Copy out the package metadata below in full, word for word.

◆ Document extract
####
Metadata-Version: 2.4
Name: pydough-analytics
Version: 0.1.7
Summary: Text-to-analytics toolkit built on PyDough
Project-URL: Repository, https://github.com/bodo-ai/pydough-ce
Author: Bodo.ai
License-Expression: Apache-2.0
License-File: LICENSE
Requires-Python: <3.14,>=3.10
Requires-Dist: aisuite>=0.1.11
Requires-Dist: anthropic>=0.67.0
Requires-Dist: boto3>=1.38.37
Requires-Dist: docstring-parser>=0.14.1
Requires-Dist: google-genai>=1.2.0
Requires-Dist: httpx>=0.27.2
Requires-Dist: mysql-connector-python>=9.4.0
Requires-Dist: psycopg2-binary>=2.9.10
Requires-Dist: pydough>=1.0.10
Requires-Dist: python-dotenv>=1.1.0
Requires-Dist: rich>=14.0.0
Requires-Dist: sqlalchemy>=2.0.41
Requires-Dist: typer>=0.19.0
Provides-Extra: bodosql
Requires-Dist: bodo>=2026.5; extra == 'bodosql'
Requires-Dist: bodosql>=2026.5; extra == 'bodosql'
Provides-Extra: dev
Requires-Dist: pytest-mock>=3.15.0; extra == 'dev'
Requires-Dist: pytest>=8.4.0; extra == 'dev'
Provides-Extra: iceberg
Requires-Dist: pyiceberg<0.11; extra == 'iceberg'
Provides-Extra: mcp
Requires-Dist: fastmcp>=0.4.0; extra == 'mcp'
Provides-Extra: notebooks
Requires-Dist: ipykernel>=6.30.0; extra == 'notebooks'
Requires-Dist: jupyterlab>=4.4.0; extra == 'notebooks'
Requires-Dist: matplotlib>=0.1.7; extra == 'notebooks'
Provides-Extra: snowflake
Requires-Dist: snowflake-connector-python[pandas]>=3.15.0; extra == 'snowflake'
Requires-Dist: snowflake-sqlalchemy>=1.7.6; extra == 'snowflake'
Provides-Extra: snowflake-lite
Requires-Dist: snowflake-connector-python>=3.15.0; extra == 'snowflake-lite'
Requires-Dist: snowflake-sqlalchemy>=1.7.6; extra == 'snowflake-lite'
Description-Content-Type: text/markdown

# pydough-analytics

Community Edition toolkit that combines the PyDough DSL with LLM-based prompting to deliver text-to-analytics workflows. The package provides:

- Metadata generator that turns relational databases into PyDough knowledge graphs.
####
Data excerpts

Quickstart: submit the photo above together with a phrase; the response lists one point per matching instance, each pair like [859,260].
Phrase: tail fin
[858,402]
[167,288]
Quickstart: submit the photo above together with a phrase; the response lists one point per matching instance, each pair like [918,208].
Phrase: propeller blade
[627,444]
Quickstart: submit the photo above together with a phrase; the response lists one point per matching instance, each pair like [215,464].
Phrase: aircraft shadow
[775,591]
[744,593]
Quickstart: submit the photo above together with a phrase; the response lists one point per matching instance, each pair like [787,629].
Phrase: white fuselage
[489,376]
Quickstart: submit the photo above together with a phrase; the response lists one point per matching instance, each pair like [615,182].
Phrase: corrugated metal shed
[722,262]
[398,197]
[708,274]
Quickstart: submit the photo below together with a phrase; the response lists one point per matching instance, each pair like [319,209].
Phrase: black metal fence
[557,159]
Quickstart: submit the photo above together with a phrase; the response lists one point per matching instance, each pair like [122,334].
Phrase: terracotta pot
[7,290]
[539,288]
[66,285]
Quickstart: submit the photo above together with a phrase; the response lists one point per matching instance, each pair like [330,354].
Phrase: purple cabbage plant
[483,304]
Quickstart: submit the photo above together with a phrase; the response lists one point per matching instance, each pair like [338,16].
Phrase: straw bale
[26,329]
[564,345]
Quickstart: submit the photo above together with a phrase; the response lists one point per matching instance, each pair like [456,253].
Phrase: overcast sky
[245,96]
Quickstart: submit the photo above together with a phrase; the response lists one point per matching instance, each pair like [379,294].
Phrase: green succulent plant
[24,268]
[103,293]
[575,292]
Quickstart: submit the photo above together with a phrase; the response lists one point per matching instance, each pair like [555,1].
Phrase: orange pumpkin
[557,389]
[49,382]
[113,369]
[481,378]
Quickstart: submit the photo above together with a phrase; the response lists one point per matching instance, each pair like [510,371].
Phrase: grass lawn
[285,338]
####
◆ Exercise answer
Metadata-Version: 2.4
Name: pydough-analytics
Version: 0.1.7
Summary: Text-to-analytics toolkit built on PyDough
Project-URL: Repository, https://github.com/bodo-ai/pydough-ce
Author: Bodo.ai
License-Expression: Apache-2.0
License-File: LICENSE
Requires-Python: <3.14,>=3.10
Requires-Dist: aisuite>=0.1.11
Requires-Dist: anthropic>=0.67.0
Requires-Dist: boto3>=1.38.37
Requires-Dist: docstring-parser>=0.14.1
Requires-Dist: google-genai>=1.2.0
Requires-Dist: httpx>=0.27.2
Requires-Dist: mysql-connector-python>=9.4.0
Requires-Dist: psycopg2-binary>=2.9.10
Requires-Dist: pydough>=1.0.10
Requires-Dist: python-dotenv>=1.1.0
Requires-Dist: rich>=14.0.0
Requires-Dist: sqlalchemy>=2.0.41
Requires-Dist: typer>=0.19.0
Provides-Extra: bodosql
Requires-Dist: bodo>=2026.5; extra == 'bodosql'
Requires-Dist: bodosql>=2026.5; extra == 'bodosql'
Provides-Extra: dev
Requires-Dist: pytest-mock>=3.15.0; extra == 'dev'
Requires-Dist: pytest>=8.4.0; extra == 'dev'
Provides-Extra: iceberg
Requires-Dist: pyiceberg<0.11; extra == 'iceberg'
Provides-Extra: mcp
Requires-Dist: fastmcp>=0.4.0; extra == 'mcp'
Provides-Extra: notebooks
Requires-Dist: ipykernel>=6.30.0; extra == 'notebooks'
Requires-Dist: jupyterlab>=4.4.0; extra == 'notebooks'
Requires-Dist: matplotlib>=0.1.7; extra == 'notebooks'
Provides-Extra: snowflake
Requires-Dist: snowflake-connector-python[pandas]>=3.15.0; extra == 'snowflake'
Requires-Dist: snowflake-sqlalchemy>=1.7.6; extra == 'snowflake'
Provides-Extra: snowflake-lite
Requires-Dist: snowflake-connector-python>=3.15.0; extra == 'snowflake-lite'
Requires-Dist: snowflake-sqlalchemy>=1.7.6; extra == 'snowflake-lite'
Description-Content-Type: text/markdown

# pydough-analytics

Community Edition toolkit that combines the PyDough DSL with LLM-based prompting to deliver text-to-analytics workflows. The package provides:

- Metadata generator that turns relational databases into PyDough knowledge graphs.